Gather every line of the records below that contains the word "herd", and copy each of those lines.

## DATA ENTRIES
(begin)

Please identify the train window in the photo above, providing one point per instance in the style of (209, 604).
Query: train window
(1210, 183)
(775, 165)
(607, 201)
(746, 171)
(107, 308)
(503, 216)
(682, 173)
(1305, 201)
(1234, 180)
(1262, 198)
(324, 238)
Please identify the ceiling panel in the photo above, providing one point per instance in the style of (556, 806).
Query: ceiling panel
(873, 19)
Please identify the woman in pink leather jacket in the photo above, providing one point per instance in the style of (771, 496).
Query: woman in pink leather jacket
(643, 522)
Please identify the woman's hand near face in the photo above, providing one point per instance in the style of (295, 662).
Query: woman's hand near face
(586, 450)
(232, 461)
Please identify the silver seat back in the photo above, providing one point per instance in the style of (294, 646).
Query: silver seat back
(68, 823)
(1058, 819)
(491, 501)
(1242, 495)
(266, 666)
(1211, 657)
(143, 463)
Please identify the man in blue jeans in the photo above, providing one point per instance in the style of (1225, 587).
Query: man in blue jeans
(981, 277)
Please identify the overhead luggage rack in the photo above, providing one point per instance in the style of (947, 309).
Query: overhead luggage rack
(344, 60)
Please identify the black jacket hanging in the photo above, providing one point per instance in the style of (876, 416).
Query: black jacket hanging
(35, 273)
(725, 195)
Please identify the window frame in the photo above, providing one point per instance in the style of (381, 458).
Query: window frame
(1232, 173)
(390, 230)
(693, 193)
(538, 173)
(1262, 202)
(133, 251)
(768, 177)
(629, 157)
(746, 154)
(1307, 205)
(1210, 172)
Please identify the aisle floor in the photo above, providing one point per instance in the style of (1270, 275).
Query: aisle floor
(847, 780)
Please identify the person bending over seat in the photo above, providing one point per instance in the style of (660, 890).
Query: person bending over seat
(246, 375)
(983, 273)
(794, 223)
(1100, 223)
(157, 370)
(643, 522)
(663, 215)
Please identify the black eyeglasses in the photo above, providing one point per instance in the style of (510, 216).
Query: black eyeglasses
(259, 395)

(end)
(begin)

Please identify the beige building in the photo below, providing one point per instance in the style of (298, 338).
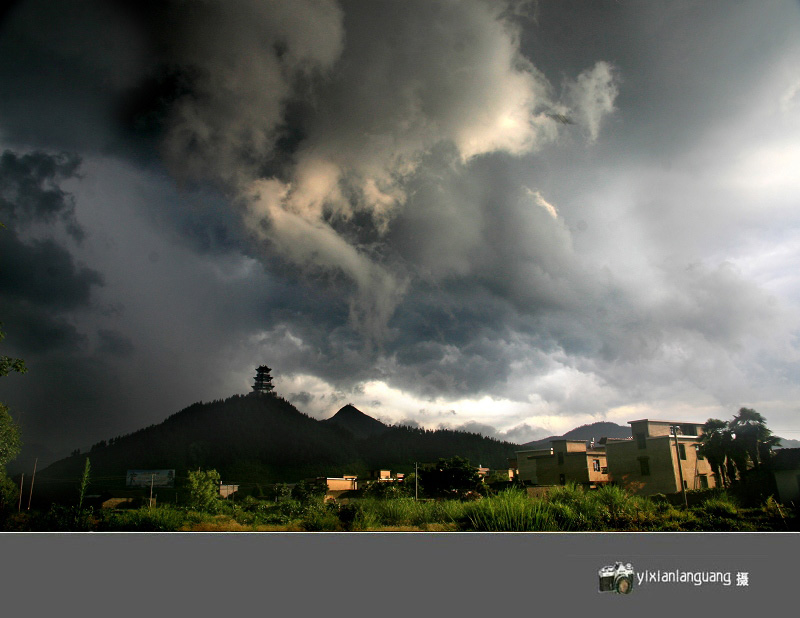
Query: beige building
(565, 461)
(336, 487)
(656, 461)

(end)
(begin)

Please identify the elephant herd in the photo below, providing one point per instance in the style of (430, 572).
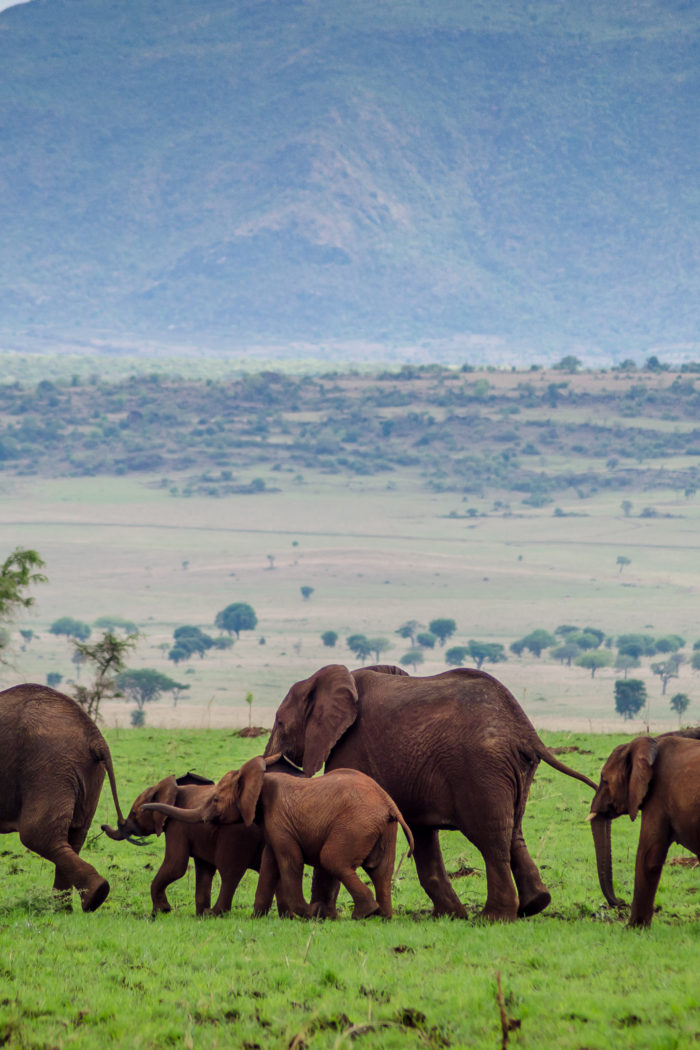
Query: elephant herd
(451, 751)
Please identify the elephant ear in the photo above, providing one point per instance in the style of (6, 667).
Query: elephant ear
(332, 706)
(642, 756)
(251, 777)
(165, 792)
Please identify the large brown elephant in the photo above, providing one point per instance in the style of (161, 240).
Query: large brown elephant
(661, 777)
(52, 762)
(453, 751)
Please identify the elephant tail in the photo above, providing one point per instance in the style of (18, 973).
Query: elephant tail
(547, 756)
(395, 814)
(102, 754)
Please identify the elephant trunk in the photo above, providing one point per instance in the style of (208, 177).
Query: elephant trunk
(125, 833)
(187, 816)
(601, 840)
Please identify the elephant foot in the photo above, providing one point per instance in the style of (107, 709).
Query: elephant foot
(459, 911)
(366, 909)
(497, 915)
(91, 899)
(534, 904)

(end)

## ANSWER
Please identify the elephant herd in the photo below, providing one point per instance in the style of (430, 572).
Query: elephant herd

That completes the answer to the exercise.